(Image-grounded pointing data)
────────────────────
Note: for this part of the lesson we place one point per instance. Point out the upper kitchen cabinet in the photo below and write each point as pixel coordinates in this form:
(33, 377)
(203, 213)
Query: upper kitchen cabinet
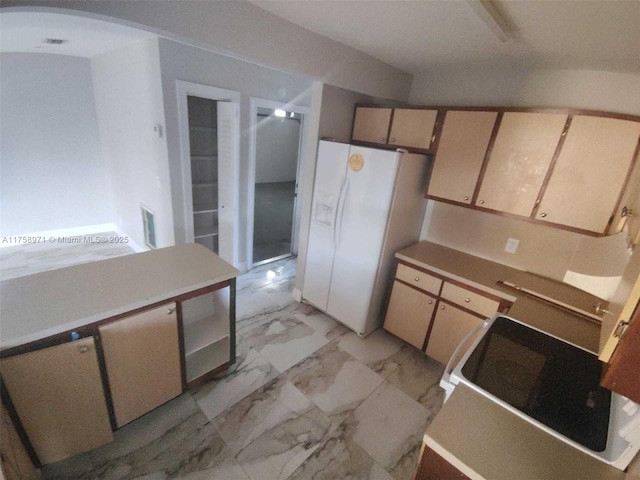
(371, 125)
(463, 145)
(410, 128)
(519, 161)
(590, 173)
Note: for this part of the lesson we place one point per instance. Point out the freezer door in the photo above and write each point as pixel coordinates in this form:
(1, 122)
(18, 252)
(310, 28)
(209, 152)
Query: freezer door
(330, 175)
(363, 212)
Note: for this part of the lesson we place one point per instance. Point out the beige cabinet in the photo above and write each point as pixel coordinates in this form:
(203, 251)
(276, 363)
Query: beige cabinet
(520, 158)
(401, 127)
(450, 326)
(58, 395)
(142, 355)
(409, 314)
(461, 151)
(590, 172)
(412, 127)
(371, 124)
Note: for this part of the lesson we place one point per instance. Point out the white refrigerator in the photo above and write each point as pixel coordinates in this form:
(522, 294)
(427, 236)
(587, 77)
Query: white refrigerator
(367, 205)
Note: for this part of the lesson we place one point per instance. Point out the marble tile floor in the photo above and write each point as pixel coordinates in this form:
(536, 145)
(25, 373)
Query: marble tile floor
(306, 399)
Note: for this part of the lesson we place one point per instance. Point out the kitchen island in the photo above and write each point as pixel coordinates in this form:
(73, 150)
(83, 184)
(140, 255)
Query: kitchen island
(89, 348)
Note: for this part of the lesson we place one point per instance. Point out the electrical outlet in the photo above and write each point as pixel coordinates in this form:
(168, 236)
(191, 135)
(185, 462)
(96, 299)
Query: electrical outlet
(512, 245)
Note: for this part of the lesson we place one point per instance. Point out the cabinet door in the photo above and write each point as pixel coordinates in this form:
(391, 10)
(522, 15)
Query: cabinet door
(142, 354)
(58, 395)
(412, 127)
(590, 173)
(409, 314)
(450, 326)
(520, 159)
(461, 151)
(371, 124)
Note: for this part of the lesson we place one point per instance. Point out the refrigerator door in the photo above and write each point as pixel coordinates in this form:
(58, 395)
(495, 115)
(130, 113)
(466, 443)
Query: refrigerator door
(360, 231)
(329, 184)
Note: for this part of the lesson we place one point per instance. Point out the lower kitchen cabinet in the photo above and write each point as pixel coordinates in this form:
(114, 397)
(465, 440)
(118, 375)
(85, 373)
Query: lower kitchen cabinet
(450, 326)
(57, 393)
(142, 356)
(427, 309)
(409, 314)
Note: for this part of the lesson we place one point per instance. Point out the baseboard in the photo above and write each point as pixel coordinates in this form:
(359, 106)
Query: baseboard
(131, 243)
(297, 295)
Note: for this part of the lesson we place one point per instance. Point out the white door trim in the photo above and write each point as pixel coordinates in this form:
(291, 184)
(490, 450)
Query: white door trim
(254, 104)
(184, 89)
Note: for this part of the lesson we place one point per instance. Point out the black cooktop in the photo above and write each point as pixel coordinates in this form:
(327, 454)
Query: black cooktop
(553, 382)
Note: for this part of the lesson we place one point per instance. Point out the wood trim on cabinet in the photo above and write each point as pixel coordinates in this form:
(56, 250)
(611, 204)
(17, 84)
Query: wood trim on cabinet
(634, 161)
(485, 162)
(183, 360)
(232, 321)
(454, 282)
(552, 166)
(17, 424)
(91, 328)
(104, 375)
(494, 108)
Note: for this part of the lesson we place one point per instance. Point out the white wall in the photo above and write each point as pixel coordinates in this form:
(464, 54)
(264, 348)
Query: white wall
(615, 92)
(129, 104)
(277, 146)
(53, 175)
(250, 33)
(184, 62)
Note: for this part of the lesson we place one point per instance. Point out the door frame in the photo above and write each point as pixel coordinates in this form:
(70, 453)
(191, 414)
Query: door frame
(254, 104)
(183, 90)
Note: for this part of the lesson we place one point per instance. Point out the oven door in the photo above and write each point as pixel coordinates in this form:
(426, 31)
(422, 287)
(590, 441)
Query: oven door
(551, 384)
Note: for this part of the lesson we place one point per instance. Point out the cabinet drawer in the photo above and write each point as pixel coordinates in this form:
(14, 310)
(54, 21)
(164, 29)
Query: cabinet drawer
(419, 279)
(470, 300)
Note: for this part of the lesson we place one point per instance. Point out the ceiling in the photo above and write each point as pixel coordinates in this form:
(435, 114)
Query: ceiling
(418, 36)
(85, 37)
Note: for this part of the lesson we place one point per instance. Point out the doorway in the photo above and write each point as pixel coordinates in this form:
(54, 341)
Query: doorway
(277, 139)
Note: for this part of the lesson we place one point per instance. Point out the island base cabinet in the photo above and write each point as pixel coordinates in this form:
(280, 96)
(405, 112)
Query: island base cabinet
(409, 314)
(450, 326)
(142, 355)
(58, 395)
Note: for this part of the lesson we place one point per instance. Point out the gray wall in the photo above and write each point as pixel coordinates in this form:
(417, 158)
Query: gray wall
(184, 62)
(53, 175)
(240, 28)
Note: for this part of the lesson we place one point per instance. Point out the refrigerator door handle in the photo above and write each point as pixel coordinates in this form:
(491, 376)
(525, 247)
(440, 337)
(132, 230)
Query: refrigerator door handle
(342, 200)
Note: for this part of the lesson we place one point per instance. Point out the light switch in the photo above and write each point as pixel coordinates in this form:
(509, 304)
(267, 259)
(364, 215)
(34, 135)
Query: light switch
(512, 245)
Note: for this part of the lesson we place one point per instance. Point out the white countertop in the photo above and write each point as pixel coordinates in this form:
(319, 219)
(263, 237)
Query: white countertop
(488, 442)
(43, 304)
────────────────────
Assignment: Print all entries exactly; skip the pictures.

Expected answer:
Note: for this part of the lesson we place one point per instance. Point out the upper kitchen cabinet in the photo below and write each point as pixel coordinates in this form:
(33, 377)
(203, 213)
Query: upper kitchen cabinet
(371, 125)
(463, 145)
(410, 128)
(519, 161)
(590, 173)
Note: for this part of the lesson we place one point per instance. Point out the freezer door in the photo above and write each point as pixel coordinates in this form:
(1, 122)
(18, 252)
(310, 28)
(209, 152)
Query: freezer door
(330, 175)
(363, 212)
Note: for this part of the lesson we place one point per instance. Point out the beige cabinet in the photo above and write each point as pixel coordinates in this form:
(203, 251)
(276, 363)
Query: beige cabinet
(520, 158)
(401, 127)
(450, 326)
(58, 395)
(142, 355)
(409, 314)
(461, 151)
(590, 172)
(412, 127)
(371, 124)
Note: for this part of the lesson we place one point per instance. Point out the white refrigerator in the photo above and write each point as pixel coordinates in this form:
(522, 294)
(427, 236)
(587, 77)
Query: white refrigerator
(367, 205)
Note: for this part of the lesson we place one point per instance. Point out the marble tile floor in the photo above and write each point as pixel coordinates in this form:
(536, 145)
(25, 373)
Query: marble tile floor
(306, 399)
Note: for this part of the lesson we place one point per instance. Point out the kitchen island in the photo above and write each point as pixel coordinates in this form:
(73, 150)
(83, 184)
(140, 255)
Query: kitchen island
(89, 348)
Note: for this part of the lesson we place one point per instance. Point out the electrical outlet in the photo above and write each point as pixel coordinates in this form:
(168, 236)
(191, 135)
(185, 462)
(96, 299)
Query: electrical outlet
(512, 245)
Note: for this part of the lesson we place one point per instance. Point out the cabinet door in the photo above and write each point as pixel coordinates in this form:
(391, 10)
(522, 15)
Query: cabinet door
(142, 354)
(58, 395)
(412, 127)
(590, 173)
(409, 314)
(450, 326)
(520, 159)
(461, 151)
(371, 124)
Note: for this part of the lesson we place one point per instance. Point out the refrigerator door in the photo above and write each point as pixel coordinates in this form:
(58, 395)
(495, 115)
(130, 113)
(466, 443)
Query: refrigerator door
(360, 231)
(329, 184)
Note: for this part of the lesson we place one point per instance. Point out the lower kitchen cabinet in the photo above and write each point as pixel coordinates in this form:
(114, 397)
(465, 440)
(118, 375)
(85, 373)
Query: lower kitchen cabinet
(450, 326)
(57, 393)
(142, 356)
(427, 309)
(409, 314)
Note: for this part of the lesson we place one point per instance. Point out the baseboard in the photo above and write each point as pixel coordinates in this form:
(359, 106)
Query: baseboard
(131, 243)
(297, 295)
Note: for this part of the lesson we place one point per instance. Point out the white door trim in the photo above and write each point as pixel coordinates in this form:
(291, 184)
(490, 450)
Query: white door trim
(254, 104)
(184, 89)
Note: for this part of the lesson we place one point per instance. Point out the black cooktop in the photo above and write each point as pixel coordinates in this form:
(327, 454)
Query: black cooktop
(553, 382)
Note: for this part of the lesson we place one point per instance. Point out the wood trim on cabinet in the photo above and write each point as pixel coordinates in this form:
(56, 250)
(611, 204)
(17, 84)
Query: wood trim on cabinet
(634, 161)
(485, 162)
(183, 360)
(232, 321)
(454, 282)
(552, 166)
(17, 424)
(91, 328)
(104, 375)
(494, 108)
Note: for this part of the lesson we place one point per instance. Point out the white wall in the photo above and write each point as pixel coordinates in this form:
(464, 54)
(264, 348)
Query: white wall
(615, 92)
(129, 104)
(277, 146)
(53, 175)
(250, 33)
(184, 62)
Note: for this part of the lesson we place one point per instance. Point out the door frame in the photo above and write each point as pixel coordinates in this form:
(70, 453)
(191, 414)
Query: door frame
(254, 104)
(183, 90)
Note: for this part of the lesson we place one point per instance. Point out the oven door in the photo above and write each point as pixel coordinates in this form:
(426, 31)
(422, 287)
(590, 441)
Query: oven door
(551, 384)
Note: for this part of the lesson we place one point per instance. Point out the cabinet drawer in the photo above and write each point as pixel coordinates in this form:
(14, 310)
(54, 21)
(164, 29)
Query: cabinet drawer
(419, 279)
(470, 300)
Note: for this part of the lesson we place one point per instance. Point out the ceiling in the photo above and write each point as pixel coordinates in this form:
(435, 114)
Query: ceiling
(418, 36)
(85, 37)
Note: for this part of the lesson we place one point per instance. Point out the doorway in the photo above and write each point as pixel coordinates in this form:
(54, 341)
Query: doorway
(277, 139)
Note: for this part of the lesson we place one point per instance. Point out the island base cabinet in the photo above and write each point as pixel coordinates in this form:
(280, 96)
(405, 112)
Query: island base cabinet
(409, 314)
(450, 326)
(142, 355)
(58, 395)
Note: for this part of the lesson we place one point per instance. Point out the gray wall in the photo above and write each point as pixel coordinates in this form:
(417, 158)
Query: gray wall
(184, 62)
(53, 175)
(240, 28)
Note: for this part of the lesson we place one point per instance. Point out the refrigerator door handle in the photo above and write each point as pixel coordinates in this form:
(491, 376)
(525, 247)
(440, 337)
(132, 230)
Query: refrigerator door handle
(342, 200)
Note: for this part of the lesson we place one point per instance. Point out the light switch in the photo above and write each point as pixel coordinates in this form:
(509, 304)
(267, 259)
(364, 215)
(34, 135)
Query: light switch
(512, 245)
Note: for this part of the lesson we place one point per instance. Point out the white countertop in the photo above and write each point as pixel coordinates in this form:
(319, 219)
(263, 237)
Query: white countertop
(488, 442)
(43, 304)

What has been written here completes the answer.